Document passage:

Smotrich has a history of making inflammatory statements against Palestinians, Arab citizens of Israel, non-Orthodox Jews, and the LGBTQ community, including once declaring himself a “proud homophobe.” In 2021, he said David Ben-Gurion, Israel’s first prime minister, should have “finished the job” and kicked all Arabs out of the country when it was founded. Earlier that same year, he said members of Israel’s Arab minority communities were citizens “for now at least.”

Earlier this month, the minister — a senior figure in Prime Minister Benjamin Netanyahu’s hardline coalition — stirred international outrage with a call to “wipe out” a Palestinian town in the West Bank following a deadly Palestinian terror attack that killed two Israeli brothers. He later backtracked the comment and apologized.

His comments Sunday came hours after Israeli and Palestinian Authority delegations met for a relatively rare albeit low-stakes regional summit in Sharm el-Sheikh, Egypt, where they recommitted to de-escalating tensions days before the start of the Muslim holy month of Ramadan.

The meeting, with accompanying delegations from the United States, Jordan and Egypt, was a follow-up to a similar gathering held in Aqaba, Jordan, last month — the first such high-level confab of Israeli and Palestinian leaders in years. The sides have agreed to meet for a third time next month.

Required task: Write out everything in the news passage from "His comments Sunday" down to "time next month.". The material after this news passage is separate from it.

Entries shown:

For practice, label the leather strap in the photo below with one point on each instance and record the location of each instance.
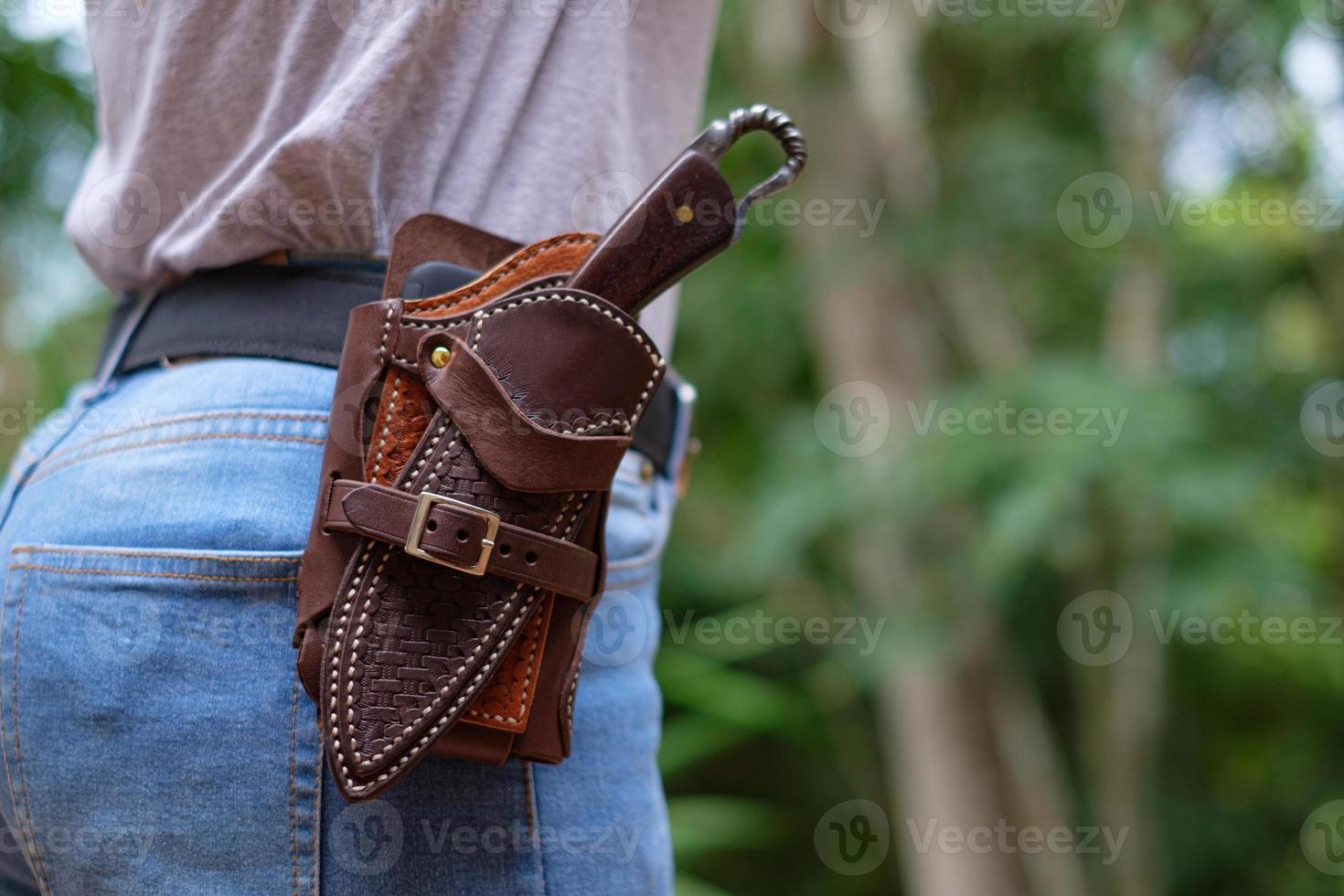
(456, 535)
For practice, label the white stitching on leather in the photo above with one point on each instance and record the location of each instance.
(659, 363)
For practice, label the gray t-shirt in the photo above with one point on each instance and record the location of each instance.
(231, 129)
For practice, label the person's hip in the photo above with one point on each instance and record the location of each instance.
(151, 543)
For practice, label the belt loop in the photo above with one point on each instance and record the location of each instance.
(119, 343)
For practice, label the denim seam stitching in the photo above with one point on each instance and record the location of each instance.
(128, 574)
(303, 417)
(43, 472)
(25, 816)
(149, 555)
(532, 816)
(293, 795)
(316, 822)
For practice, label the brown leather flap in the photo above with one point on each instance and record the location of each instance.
(517, 450)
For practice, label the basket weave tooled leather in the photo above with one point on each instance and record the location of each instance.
(509, 403)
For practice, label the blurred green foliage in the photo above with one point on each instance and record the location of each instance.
(1227, 504)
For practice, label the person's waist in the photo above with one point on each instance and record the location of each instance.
(297, 312)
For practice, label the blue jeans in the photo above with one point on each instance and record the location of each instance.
(154, 735)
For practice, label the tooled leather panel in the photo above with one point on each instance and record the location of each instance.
(411, 644)
(507, 699)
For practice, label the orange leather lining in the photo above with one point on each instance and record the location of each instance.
(507, 699)
(405, 411)
(548, 258)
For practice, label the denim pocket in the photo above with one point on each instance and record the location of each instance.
(152, 730)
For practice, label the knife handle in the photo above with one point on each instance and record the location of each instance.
(687, 217)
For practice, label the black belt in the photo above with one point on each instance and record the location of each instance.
(297, 312)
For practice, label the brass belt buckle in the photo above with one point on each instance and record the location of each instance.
(426, 501)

Problem solution:
His comments Sunday came hours after Israeli and Palestinian Authority delegations met for a relatively rare albeit low-stakes regional summit in Sharm el-Sheikh, Egypt, where they recommitted to de-escalating tensions days before the start of the Muslim holy month of Ramadan.

The meeting, with accompanying delegations from the United States, Jordan and Egypt, was a follow-up to a similar gathering held in Aqaba, Jordan, last month — the first such high-level confab of Israeli and Palestinian leaders in years. The sides have agreed to meet for a third time next month.